++++ DATA TO USE ++++

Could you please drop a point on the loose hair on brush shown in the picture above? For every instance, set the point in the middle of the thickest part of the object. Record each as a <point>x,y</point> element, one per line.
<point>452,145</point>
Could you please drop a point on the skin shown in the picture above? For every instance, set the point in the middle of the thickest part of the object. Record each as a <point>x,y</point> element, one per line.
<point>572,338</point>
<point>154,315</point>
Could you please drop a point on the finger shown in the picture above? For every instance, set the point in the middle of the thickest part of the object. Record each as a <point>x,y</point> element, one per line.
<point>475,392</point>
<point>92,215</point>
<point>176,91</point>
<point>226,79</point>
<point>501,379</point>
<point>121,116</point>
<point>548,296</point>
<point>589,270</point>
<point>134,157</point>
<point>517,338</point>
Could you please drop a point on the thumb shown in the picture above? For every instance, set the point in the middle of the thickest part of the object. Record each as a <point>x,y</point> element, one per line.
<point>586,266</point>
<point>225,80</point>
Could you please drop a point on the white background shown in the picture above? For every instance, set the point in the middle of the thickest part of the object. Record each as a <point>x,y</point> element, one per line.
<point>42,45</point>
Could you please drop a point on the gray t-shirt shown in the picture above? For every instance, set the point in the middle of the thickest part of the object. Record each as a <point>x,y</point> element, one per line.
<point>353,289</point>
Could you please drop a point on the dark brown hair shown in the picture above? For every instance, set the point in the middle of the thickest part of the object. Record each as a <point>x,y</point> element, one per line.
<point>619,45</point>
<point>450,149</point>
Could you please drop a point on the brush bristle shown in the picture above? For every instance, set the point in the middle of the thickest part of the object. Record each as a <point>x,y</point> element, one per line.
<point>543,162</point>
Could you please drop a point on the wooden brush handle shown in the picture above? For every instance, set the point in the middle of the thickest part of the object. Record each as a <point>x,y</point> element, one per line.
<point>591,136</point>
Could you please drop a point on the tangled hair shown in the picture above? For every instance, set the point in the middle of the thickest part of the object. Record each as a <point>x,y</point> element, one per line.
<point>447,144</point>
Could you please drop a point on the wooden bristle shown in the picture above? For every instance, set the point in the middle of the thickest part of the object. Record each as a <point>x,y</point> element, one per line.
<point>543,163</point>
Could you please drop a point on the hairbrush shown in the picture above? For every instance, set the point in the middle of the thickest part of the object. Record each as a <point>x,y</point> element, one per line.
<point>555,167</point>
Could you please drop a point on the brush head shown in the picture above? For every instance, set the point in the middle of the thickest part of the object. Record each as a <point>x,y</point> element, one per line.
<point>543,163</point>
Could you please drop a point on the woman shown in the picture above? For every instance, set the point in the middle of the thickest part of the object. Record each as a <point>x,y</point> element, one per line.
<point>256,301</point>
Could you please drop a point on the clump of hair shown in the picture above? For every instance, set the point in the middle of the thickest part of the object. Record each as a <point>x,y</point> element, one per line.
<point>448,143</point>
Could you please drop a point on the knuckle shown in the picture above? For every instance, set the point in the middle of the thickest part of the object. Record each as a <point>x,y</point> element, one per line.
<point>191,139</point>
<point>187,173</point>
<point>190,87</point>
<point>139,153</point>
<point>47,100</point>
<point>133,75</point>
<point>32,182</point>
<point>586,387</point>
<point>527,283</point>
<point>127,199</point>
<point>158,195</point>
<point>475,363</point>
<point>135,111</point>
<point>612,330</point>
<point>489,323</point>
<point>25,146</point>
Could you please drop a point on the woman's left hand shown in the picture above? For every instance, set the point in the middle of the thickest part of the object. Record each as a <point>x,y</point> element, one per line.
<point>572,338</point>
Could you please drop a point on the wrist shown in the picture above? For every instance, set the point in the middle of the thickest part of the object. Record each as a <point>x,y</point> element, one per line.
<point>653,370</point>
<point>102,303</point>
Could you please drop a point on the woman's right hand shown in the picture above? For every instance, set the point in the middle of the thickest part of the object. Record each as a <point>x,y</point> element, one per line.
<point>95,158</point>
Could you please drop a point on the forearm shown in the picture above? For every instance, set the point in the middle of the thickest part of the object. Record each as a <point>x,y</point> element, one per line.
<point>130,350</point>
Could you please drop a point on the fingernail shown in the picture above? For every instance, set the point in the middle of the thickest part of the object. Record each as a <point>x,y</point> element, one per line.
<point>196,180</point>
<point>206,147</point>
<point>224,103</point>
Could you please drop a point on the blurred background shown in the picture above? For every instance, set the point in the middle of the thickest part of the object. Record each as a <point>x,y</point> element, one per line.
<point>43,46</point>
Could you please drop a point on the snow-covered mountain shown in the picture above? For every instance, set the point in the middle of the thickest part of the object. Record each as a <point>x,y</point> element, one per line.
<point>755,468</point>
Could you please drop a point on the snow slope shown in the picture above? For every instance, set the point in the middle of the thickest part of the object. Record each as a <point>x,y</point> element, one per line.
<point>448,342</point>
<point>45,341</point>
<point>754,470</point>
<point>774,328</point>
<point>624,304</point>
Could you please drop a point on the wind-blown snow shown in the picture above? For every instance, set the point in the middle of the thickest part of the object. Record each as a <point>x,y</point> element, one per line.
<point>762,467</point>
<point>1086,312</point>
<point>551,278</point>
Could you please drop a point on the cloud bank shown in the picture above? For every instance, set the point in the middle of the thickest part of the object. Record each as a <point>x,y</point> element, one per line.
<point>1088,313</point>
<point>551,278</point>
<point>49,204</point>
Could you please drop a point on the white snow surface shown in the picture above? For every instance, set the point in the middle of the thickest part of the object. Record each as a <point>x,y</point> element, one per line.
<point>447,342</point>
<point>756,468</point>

++++

▸ **INSTRUCTIONS TO FOLLOW**
What is needed is an exact transcription of every entry above.

▸ **YOUR SOLUTION**
Could you please drop a point on the loose hair on brush shown in the picture above? For every instance, set the point in the middle of the thickest part of the object. Record each as a <point>x,y</point> element, one per line.
<point>452,145</point>
Could you please drop a point on the skin shown in the picture above? For every instance, set the point in the middle of the thickest part of the object. Record each as a <point>x,y</point> element, one per line.
<point>572,338</point>
<point>154,315</point>
Could you please drop a point on the finger shown in the picture above? For every instance, set the point in the middle of the thickest part of the object. Record each as a <point>x,y</point> element, one per line.
<point>475,392</point>
<point>92,215</point>
<point>176,91</point>
<point>226,79</point>
<point>501,379</point>
<point>121,116</point>
<point>548,296</point>
<point>589,270</point>
<point>134,157</point>
<point>517,338</point>
Could you please drop a point on the thumb shown in the picture above? For every instance, set the point in the middle of the thickest part of the object. Record each as a <point>x,y</point> element, one per line.
<point>586,266</point>
<point>225,80</point>
Could you please drop a point on the white background shown in the picture above? For every instance, set the point in the middle of the thickest part of the object. Record each as a <point>x,y</point> element, one per line.
<point>42,45</point>
Could you please drop a point on the gray t-shirt shown in the picture above? For every instance, set the point in the middle of the thickest part of the object. Record each as a <point>x,y</point> element, one per line.
<point>353,289</point>
Could you please drop a point on the dark brown hair shown in the picture above? For every instance, set the point in the middle of the thickest part of the object. Record each as a <point>x,y</point> element, one per line.
<point>619,45</point>
<point>450,149</point>
Could you please drop a point on the brush bristle shown in the picture above? For every instance, set the point in the middle of the thickest part of the object. Record each as a <point>x,y</point> element, one per line.
<point>543,162</point>
Could you please drop a point on the wooden brush handle shown in the picture above? For every instance, set the point in the middle of the thickest part of the object. Record each as a <point>x,y</point> element, one per line.
<point>591,136</point>
Could you please drop a point on the tangled hair shown in the picture above? For every instance, set the point in the middle of the thickest part of the object. Record each as a <point>x,y</point> element, one per line.
<point>447,144</point>
Could you please drop a point on the wooden bristle shown in the picture above? For every instance, set the point in the middle of the thickest part of the object. Record each as a <point>x,y</point> element, one per line.
<point>543,163</point>
Could you please drop a point on the hairbrush shown in the picture above? For every instance, set the point in the middle of the thickest part of the object. Record each as a <point>x,y</point> element, one per line.
<point>555,167</point>
Could you please drop a point on the brush head shown in the picture above? For every instance, set the point in the middle of the thickest part of the object. Record each as a <point>x,y</point> element, one per line.
<point>543,163</point>
Could you please drop a point on the woman shown in the picture above? For every instance, set the point in the middle of the thickest part of the object. Record each as a <point>x,y</point> element, one per line.
<point>256,301</point>
Could you please drop a point on the clump of hair shown in the picture above? For every instance, set the point in the middle of the thickest part of the object. Record each as a <point>x,y</point> element, one per line.
<point>448,143</point>
Could you please drop a point on the knuckle shown in the picture above? For every instance, set the point in the middle of the thickest part of the object. Record each as a <point>x,y</point> element, one per line.
<point>191,139</point>
<point>187,173</point>
<point>190,87</point>
<point>139,153</point>
<point>47,100</point>
<point>133,75</point>
<point>32,182</point>
<point>586,387</point>
<point>527,283</point>
<point>127,199</point>
<point>158,195</point>
<point>475,363</point>
<point>135,111</point>
<point>612,330</point>
<point>489,323</point>
<point>25,146</point>
Could you please drop a point on the woman's left hand shown in the picture above? For every instance, set the point in the middle of the thickest part of the object. Record each as a <point>x,y</point> element, one per line.
<point>572,338</point>
Could you please drop a point on the wrist shown in the picture above? For every instance, set the point in the middle of the thickest part of the object. Record each as a <point>x,y</point> element, one per line.
<point>653,370</point>
<point>102,303</point>
Could you please drop a point on the woman's right hand shown in the picture above? For every instance, set the point in the middle of the thickest part of the object. Record each as a <point>x,y</point> element, one per line.
<point>95,158</point>
Could you please drop a point on the forearm shown in the picture above? For every instance, set the point in the middle of the thickest part of the object. Record each as a <point>x,y</point> element, one per line.
<point>130,350</point>
Could you please drop a point on the fingernail shown in the picture above? For every instance, set the point in the middle of the thickest part of the object. Record each as a <point>x,y</point> element, one per line.
<point>196,180</point>
<point>206,147</point>
<point>224,103</point>
Could you please drop a point on the blurred background shown in the picture above? For every instance, set the point in the middle of the thickest part of the object. Record each as a <point>x,y</point> element, one per line.
<point>43,46</point>
Could you please drop a point on the snow-covered mountain shown in the picture above? For every instance, set the point in the middle of the thickest part of the object. Record each as a <point>x,y</point> element, one per line.
<point>755,468</point>
Could you please drop a point on the snow slope shown in the picture above? For every instance, set the point in the middle of the thickest part of the object. Record each as a <point>x,y</point> element, one per line.
<point>448,342</point>
<point>45,341</point>
<point>754,470</point>
<point>774,328</point>
<point>624,304</point>
Could you please drop a point on the wind-blown snow shown in the picture above? For every instance, set the point in the middle of the thickest part of the object. Record each as a <point>x,y</point> element, one per line.
<point>762,467</point>
<point>1086,312</point>
<point>551,278</point>
Could you please drop a point on the cloud bank shown in the picture above? For every instance, set the point in the middle of the thickest part of the object. Record each as a <point>x,y</point> element, one per line.
<point>1088,313</point>
<point>551,278</point>
<point>49,204</point>
Could you please drop a point on the white snow surface shown in the picture above? For every instance, set the point in the middle of the thickest part of the object. Record each as a <point>x,y</point> element, one per line.
<point>447,342</point>
<point>756,468</point>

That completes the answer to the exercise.